===== WORKING DATA =====

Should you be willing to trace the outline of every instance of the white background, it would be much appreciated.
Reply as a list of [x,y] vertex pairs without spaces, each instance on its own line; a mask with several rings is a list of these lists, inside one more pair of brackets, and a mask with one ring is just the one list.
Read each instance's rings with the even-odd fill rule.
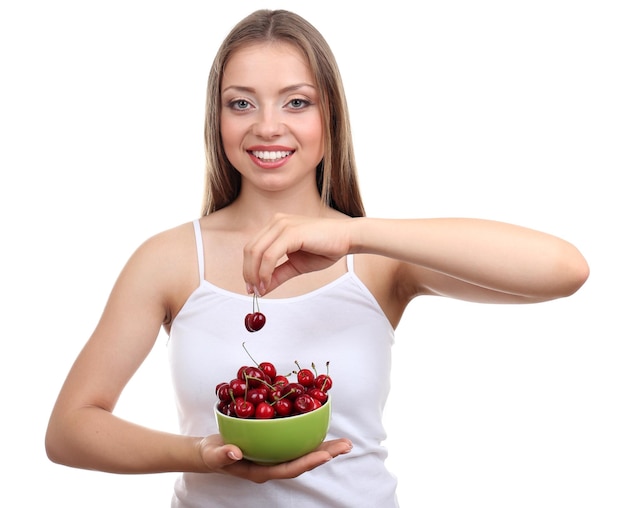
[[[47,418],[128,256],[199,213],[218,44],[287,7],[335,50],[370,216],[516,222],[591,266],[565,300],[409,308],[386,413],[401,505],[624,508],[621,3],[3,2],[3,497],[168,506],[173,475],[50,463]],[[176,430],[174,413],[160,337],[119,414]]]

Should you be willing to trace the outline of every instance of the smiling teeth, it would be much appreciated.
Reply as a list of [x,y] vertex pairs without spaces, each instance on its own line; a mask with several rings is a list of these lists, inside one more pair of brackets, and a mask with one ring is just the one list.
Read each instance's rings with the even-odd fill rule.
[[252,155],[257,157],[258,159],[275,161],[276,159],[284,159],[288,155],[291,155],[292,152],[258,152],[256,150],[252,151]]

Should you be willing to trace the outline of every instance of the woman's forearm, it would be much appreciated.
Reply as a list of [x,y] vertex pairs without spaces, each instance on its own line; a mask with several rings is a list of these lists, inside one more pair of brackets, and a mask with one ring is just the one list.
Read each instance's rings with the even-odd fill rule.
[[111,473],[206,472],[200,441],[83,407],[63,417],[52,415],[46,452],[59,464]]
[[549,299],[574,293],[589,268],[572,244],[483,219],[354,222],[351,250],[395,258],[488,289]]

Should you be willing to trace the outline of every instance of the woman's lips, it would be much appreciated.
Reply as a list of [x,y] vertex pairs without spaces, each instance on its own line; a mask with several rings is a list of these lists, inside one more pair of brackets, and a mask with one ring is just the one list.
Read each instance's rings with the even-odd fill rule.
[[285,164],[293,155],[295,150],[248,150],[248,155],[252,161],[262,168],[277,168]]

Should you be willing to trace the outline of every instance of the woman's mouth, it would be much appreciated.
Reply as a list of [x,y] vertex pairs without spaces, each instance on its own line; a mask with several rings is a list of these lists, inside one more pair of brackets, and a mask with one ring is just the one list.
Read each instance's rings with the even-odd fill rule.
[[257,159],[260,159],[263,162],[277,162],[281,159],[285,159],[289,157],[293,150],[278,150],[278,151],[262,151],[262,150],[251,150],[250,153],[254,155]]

=====

* **TASK DIRECTIONS**
Transcribe the entries above word for word, but leave every picture out of your copy.

* **RESULT OF THE EXERCISE**
Should you be willing to trace the outline of every instance of the white background, it would be much appreciated.
Reply as a list of [x,y] vertex pairs without spaces, each instance on its own line; a mask with several rings is a list of these lists, inside one more pair of brackets, and a mask with one ring is just the one list.
Read each instance's rings with the even-odd fill rule.
[[[47,418],[128,256],[199,213],[218,44],[287,7],[335,50],[370,216],[516,222],[591,266],[565,300],[409,308],[386,413],[401,505],[624,508],[621,3],[3,2],[3,497],[168,506],[173,475],[50,463]],[[176,430],[174,413],[160,337],[119,414]]]

Should you be willing to trace the outline of every instance of the smiling teeth, it would be much appreciated.
Reply as a list of [x,y] vertex pairs without spaces, each instance on its own line; a mask with several rings is a list of these lists, inside one more pair of brackets, and a mask with one ring is just the one list.
Read each instance's rings with the even-odd fill rule.
[[252,155],[257,157],[258,159],[275,161],[276,159],[284,159],[288,155],[291,155],[292,152],[258,152],[256,150],[252,151]]

Should you be willing to trace the outline of every instance of the woman's forearm, it would be much appreciated.
Reply as a list of [x,y] vertex pairs without spaces, each instance on its own line; a mask with several rings is a list of these lists, inside one more pair of brackets, and a mask with one ring is just the one list.
Read each instance's rings with the even-odd fill rule.
[[111,473],[206,472],[200,441],[83,407],[63,417],[52,415],[46,452],[59,464]]
[[549,299],[574,293],[589,268],[572,244],[483,219],[354,222],[351,250],[395,258],[488,289]]

Should you be willing to trace the outline of every instance of the woman's lips, it would be much appreciated.
Reply as a list of [x,y] vertex pairs without spaces, each instance on its own line; a mask with several rings is a list of these lists, inside one more pair of brackets, and a mask with one ring is just the one list.
Read each instance's rings with the even-odd fill rule.
[[285,164],[293,155],[295,150],[248,150],[248,155],[252,161],[262,168],[277,168]]

Should you be willing to trace the outline of every instance of the woman's mouth, it would be much appreciated.
Reply as a list of [x,y] vertex pairs without spaces, each instance on its own line; a mask with several rings is a list of these lists, inside one more pair of brackets, and a mask with one ring is just the one list.
Read each instance's rings with the even-odd fill rule.
[[257,159],[260,159],[263,162],[277,162],[281,159],[285,159],[289,157],[293,150],[278,150],[278,151],[262,151],[262,150],[251,150],[250,153],[254,155]]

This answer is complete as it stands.